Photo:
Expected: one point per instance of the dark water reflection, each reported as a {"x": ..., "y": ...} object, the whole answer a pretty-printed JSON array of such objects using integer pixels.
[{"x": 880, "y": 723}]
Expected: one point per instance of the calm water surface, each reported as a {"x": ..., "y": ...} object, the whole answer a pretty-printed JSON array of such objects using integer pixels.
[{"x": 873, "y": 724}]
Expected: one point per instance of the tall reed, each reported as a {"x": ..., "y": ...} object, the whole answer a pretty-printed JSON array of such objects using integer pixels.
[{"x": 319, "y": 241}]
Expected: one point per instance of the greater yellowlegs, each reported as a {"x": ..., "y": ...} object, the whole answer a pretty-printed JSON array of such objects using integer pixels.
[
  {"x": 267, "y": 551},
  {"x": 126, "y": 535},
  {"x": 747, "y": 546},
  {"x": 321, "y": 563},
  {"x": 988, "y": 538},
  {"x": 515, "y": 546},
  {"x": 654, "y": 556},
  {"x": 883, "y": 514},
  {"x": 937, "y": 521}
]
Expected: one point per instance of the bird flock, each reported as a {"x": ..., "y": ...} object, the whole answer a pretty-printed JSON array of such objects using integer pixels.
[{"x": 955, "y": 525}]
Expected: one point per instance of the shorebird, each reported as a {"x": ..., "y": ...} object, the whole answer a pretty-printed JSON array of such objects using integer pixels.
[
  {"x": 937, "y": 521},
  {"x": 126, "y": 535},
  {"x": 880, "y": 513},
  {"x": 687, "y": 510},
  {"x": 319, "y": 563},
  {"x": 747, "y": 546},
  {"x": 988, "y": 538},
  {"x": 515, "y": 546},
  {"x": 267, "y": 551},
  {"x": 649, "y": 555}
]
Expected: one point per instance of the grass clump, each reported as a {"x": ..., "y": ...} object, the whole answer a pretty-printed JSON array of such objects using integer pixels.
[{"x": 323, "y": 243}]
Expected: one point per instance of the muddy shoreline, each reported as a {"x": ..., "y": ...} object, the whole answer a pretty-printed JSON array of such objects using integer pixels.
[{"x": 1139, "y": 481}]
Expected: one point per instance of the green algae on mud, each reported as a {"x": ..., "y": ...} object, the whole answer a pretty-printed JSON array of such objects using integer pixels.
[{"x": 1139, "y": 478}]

◆ TASK TO CARRY OUT:
In the listing above, find the line with "Expected: one point per instance of the bird" and set down that line and all after it exactly, through the final line.

◆ EXERCISE RESULT:
Expected: one point per instance of the bird flock, each reported as a {"x": ..., "y": ...} object, the whole answer a pretty-printed JSON array of such objects using integer pixels.
[{"x": 955, "y": 525}]
Expected: one point per instance of the shorebird, each reported as a {"x": ..., "y": ...} object, the whole answer a pretty-printed JSON array of such objects using integer pixels.
[
  {"x": 937, "y": 521},
  {"x": 126, "y": 535},
  {"x": 880, "y": 513},
  {"x": 687, "y": 510},
  {"x": 319, "y": 563},
  {"x": 747, "y": 546},
  {"x": 988, "y": 538},
  {"x": 515, "y": 546},
  {"x": 267, "y": 551},
  {"x": 649, "y": 555}
]
Expected: one point per instance of the grass clump, each reported as a {"x": ..., "y": ...} object, the whole answer a pretty-printed JSON array of such objects using integer pixels.
[{"x": 323, "y": 243}]
Expected: one point per instance of the muddy shoreline, each reported as a {"x": ..., "y": ...} object, the whole answer a pretty-printed JSON array of such objects using integer pixels.
[{"x": 1139, "y": 481}]
Expected: one point per instance of the green algae on mud, each reported as a {"x": ..., "y": ...} object, the whole answer a pretty-printed JSON array of such objects using integer pixels.
[{"x": 1139, "y": 478}]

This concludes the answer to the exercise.